▸ Opdracht a
Geef de hele passage over de spirituals en de Klaagmuur woord voor woord weer.

In Wade in the Water. The Wisdom of the Spirituals (1993) citeert Arthur C. Jones de zwarte zanger en social activist Paul Robeson:

Het is de onsterfelijke geest van de groten die ons volk in het verleden geleid hebben – Douglass, Tubman en al de anderen – en van de miljoenen die ‘stap voor stap’ (‘a-inching along’) vooruitgegaan zijn. Die geest leeft in de liederen van ons volk – in de sublieme grootsheid van ‘Deep River’, in de drijvende kracht van ‘Jacob’s Ladder’, in de strijdbaarheid van ‘Joshua fit the Battle of Jericho’ en in de aangrijpende schoonheid van al onze spirituals.

 De Heer, die volgens het Bijbelverhaal bergen kon verzetten en muren doen instorten, zou, wanneer de tijd rijp was, ook hen uit tweehonderd jaar slavernij verlossen. Hetzelfde verhaal dat voor de Joden een bevestiging was van hun uitverkorenheid en de speciale band met hun God, die bovendien de enige ware god was, zou meer dan tweeduizend jaar later de hoop op vrijheid en gelijkheid in de houten kerkjes van de Amerikaanse zwarten in leven houden.

De betekenis van de Klaagmuur voor de Joden in ballingschap, en van de ‘Westelijke Muur’ voor het zionisme.

De Kotel ha-maaravi is een gedeelte van de westelijke steunmuur van de Tempelberg in Jeruzalem. Het is een van de belangrijkste heilige plaatsen van het jodendom. Tijdens de eerste eeuw vóór onze jaartelling breidde Herodes de Grote de Tempelberg uit en omringde hem met steunmuren en overdekte gewelven die de top van de berg gelijk maakten. Het westelijke gedeelte van die steunmuur liep van noord naar zuid en was 480 meter lang. Wat we vandaag ‘de westelijke muur’ noemen is een stuk van zestig meter lang.

▸ Aangeleverd materiaal
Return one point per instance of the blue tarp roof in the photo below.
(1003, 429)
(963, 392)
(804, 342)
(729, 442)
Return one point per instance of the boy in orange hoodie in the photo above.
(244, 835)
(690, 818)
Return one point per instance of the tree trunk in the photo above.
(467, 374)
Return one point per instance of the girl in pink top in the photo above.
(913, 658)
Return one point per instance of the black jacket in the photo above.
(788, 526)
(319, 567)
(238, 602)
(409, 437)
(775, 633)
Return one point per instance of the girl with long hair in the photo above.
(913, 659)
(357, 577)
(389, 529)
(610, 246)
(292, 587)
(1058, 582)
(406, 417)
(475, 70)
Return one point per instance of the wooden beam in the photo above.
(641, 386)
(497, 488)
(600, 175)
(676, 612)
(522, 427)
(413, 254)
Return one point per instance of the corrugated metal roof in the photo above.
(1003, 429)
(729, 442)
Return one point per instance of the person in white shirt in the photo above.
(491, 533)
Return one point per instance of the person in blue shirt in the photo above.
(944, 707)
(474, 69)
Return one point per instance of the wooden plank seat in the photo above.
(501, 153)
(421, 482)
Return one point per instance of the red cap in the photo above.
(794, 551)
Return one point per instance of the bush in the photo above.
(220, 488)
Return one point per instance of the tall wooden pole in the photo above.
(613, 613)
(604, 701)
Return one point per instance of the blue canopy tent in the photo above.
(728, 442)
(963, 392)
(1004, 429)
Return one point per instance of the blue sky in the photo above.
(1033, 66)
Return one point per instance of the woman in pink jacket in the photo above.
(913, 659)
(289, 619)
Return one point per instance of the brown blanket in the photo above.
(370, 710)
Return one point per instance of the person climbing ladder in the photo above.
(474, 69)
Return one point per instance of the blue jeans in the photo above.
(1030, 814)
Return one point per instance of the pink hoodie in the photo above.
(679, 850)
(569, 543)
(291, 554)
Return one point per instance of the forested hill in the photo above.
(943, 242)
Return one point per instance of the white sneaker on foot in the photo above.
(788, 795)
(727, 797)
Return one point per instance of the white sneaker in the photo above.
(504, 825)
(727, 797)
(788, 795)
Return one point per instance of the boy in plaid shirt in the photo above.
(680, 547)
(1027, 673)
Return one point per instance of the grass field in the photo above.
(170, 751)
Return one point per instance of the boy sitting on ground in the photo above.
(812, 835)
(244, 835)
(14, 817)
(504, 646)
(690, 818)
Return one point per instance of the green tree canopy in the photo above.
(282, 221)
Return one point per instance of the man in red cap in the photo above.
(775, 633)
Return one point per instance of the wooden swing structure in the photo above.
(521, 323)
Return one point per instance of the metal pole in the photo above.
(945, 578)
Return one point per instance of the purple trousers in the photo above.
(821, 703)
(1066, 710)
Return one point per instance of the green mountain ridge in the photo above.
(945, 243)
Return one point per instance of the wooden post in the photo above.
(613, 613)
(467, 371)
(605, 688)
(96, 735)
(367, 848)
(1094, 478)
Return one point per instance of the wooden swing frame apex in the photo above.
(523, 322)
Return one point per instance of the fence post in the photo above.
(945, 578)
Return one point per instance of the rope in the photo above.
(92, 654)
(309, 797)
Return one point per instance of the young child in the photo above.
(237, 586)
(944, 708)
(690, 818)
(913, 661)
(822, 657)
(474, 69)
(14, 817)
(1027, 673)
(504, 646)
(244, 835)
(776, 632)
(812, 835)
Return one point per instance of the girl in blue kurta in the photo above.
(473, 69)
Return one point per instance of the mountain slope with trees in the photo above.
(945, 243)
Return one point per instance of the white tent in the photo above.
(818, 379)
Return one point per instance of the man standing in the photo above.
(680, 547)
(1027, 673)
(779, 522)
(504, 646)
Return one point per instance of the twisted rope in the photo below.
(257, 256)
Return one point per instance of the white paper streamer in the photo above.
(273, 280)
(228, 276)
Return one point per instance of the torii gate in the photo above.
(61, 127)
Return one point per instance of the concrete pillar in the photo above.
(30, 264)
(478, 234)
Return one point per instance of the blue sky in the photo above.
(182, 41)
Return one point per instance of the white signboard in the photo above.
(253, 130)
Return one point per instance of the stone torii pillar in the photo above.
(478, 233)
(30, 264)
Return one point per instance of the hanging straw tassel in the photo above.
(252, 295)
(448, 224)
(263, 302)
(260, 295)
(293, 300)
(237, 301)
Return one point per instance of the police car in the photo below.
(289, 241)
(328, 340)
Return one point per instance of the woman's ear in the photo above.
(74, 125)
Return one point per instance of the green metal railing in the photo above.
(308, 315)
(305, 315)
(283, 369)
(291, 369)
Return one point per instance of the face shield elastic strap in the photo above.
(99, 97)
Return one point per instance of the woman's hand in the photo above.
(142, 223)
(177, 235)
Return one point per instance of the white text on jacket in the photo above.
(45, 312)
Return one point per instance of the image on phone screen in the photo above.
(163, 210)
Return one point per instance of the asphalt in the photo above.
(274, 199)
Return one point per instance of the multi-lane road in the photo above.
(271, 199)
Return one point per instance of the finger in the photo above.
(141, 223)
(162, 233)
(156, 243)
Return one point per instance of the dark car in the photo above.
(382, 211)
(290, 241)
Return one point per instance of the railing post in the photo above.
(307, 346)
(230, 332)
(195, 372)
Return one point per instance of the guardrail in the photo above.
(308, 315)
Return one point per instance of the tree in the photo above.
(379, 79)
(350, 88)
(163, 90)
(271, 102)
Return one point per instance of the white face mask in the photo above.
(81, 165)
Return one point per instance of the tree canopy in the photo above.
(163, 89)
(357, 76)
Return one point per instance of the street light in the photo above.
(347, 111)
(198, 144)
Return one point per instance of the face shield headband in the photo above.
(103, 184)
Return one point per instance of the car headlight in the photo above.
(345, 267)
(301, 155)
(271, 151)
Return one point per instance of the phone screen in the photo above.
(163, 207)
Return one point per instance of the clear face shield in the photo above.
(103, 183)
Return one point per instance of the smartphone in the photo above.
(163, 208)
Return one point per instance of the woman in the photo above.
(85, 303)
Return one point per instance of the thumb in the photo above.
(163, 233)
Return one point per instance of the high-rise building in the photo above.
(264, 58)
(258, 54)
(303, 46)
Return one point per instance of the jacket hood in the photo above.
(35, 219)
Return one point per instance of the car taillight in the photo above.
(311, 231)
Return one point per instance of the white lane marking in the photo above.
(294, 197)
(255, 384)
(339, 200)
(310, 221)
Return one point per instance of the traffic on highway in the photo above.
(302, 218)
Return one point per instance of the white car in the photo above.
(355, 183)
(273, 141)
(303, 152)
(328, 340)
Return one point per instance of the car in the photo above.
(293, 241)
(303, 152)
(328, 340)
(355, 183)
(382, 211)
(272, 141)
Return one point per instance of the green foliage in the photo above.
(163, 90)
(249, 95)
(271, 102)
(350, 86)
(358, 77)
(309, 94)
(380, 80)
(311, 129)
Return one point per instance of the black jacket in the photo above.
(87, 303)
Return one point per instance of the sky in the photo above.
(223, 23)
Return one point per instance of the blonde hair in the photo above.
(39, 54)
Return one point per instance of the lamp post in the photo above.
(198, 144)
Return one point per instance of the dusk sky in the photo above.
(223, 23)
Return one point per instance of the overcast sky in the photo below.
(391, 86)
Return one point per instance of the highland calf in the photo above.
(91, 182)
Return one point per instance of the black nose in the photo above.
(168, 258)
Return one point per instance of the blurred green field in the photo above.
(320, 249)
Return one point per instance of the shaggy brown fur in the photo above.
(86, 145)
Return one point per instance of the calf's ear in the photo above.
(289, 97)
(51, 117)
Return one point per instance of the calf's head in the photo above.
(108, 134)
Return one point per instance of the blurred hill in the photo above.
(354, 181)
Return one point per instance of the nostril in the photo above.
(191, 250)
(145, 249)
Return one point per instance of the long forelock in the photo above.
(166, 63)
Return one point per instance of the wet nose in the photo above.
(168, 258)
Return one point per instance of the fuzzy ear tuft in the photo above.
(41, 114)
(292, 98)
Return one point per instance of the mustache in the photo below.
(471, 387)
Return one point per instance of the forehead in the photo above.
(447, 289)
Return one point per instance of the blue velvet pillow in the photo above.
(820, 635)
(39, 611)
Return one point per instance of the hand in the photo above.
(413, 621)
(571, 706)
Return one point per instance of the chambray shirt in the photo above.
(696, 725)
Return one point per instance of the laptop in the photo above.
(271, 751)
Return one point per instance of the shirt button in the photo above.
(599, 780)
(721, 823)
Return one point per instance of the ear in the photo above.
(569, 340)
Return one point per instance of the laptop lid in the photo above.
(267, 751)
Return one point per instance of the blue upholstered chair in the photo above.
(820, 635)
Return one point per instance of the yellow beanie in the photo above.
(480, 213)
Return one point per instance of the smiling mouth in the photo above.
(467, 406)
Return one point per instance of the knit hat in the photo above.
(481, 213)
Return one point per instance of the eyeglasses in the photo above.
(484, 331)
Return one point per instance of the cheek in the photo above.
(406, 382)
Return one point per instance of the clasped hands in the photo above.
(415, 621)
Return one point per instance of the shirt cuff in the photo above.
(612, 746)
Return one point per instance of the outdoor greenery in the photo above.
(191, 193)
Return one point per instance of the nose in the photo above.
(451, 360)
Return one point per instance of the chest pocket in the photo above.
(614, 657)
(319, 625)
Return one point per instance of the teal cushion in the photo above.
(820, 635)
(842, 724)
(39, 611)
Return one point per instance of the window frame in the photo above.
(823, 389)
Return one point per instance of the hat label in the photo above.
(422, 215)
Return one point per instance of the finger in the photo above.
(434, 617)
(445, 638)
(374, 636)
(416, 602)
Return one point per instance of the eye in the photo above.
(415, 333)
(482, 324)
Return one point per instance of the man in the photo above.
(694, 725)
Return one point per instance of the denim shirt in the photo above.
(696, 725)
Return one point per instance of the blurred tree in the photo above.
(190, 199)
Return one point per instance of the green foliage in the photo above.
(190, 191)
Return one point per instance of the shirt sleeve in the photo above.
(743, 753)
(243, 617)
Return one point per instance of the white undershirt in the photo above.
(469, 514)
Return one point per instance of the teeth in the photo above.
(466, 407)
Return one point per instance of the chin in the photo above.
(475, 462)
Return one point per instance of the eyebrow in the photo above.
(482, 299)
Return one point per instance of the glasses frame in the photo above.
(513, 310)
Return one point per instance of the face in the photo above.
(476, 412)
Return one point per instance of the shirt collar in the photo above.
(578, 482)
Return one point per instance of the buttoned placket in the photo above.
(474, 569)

▸ Opdracht b
Verzamel alle regels uit de rijen hierboven waarin het woord "calf" voorkomt.

▸ Schriftelijk antwoord a
In Wade in the Water. The Wisdom of the Spirituals (1993) citeert Arthur C. Jones de zwarte zanger en social activist Paul Robeson:

Het is de onsterfelijke geest van de groten die ons volk in het verleden geleid hebben – Douglass, Tubman en al de anderen – en van de miljoenen die ‘stap voor stap’ (‘a-inching along’) vooruitgegaan zijn. Die geest leeft in de liederen van ons volk – in de sublieme grootsheid van ‘Deep River’, in de drijvende kracht van ‘Jacob’s Ladder’, in de strijdbaarheid van ‘Joshua fit the Battle of Jericho’ en in de aangrijpende schoonheid van al onze spirituals.

 De Heer, die volgens het Bijbelverhaal bergen kon verzetten en muren doen instorten, zou, wanneer de tijd rijp was, ook hen uit tweehonderd jaar slavernij verlossen. Hetzelfde verhaal dat voor de Joden een bevestiging was van hun uitverkorenheid en de speciale band met hun God, die bovendien de enige ware god was, zou meer dan tweeduizend jaar later de hoop op vrijheid en gelijkheid in de houten kerkjes van de Amerikaanse zwarten in leven houden.

De betekenis van de Klaagmuur voor de Joden in ballingschap, en van de ‘Westelijke Muur’ voor het zionisme.

De Kotel ha-maaravi is een gedeelte van de westelijke steunmuur van de Tempelberg in Jeruzalem. Het is een van de belangrijkste heilige plaatsen van het jodendom. Tijdens de eerste eeuw vóór onze jaartelling breidde Herodes de Grote de Tempelberg uit en omringde hem met steunmuren en overdekte gewelven die de top van de berg gelijk maakten. Het westelijke gedeelte van die steunmuur liep van noord naar zuid en was 480 meter lang. Wat we vandaag ‘de westelijke muur’ noemen is een stuk van zestig meter lang.

▸ Schriftelijk antwoord b
Return one point per instance of the highland calf in the photo above.
Return one point per instance of the calf's ear in the photo above.
Return one point per instance of the calf's head in the photo above.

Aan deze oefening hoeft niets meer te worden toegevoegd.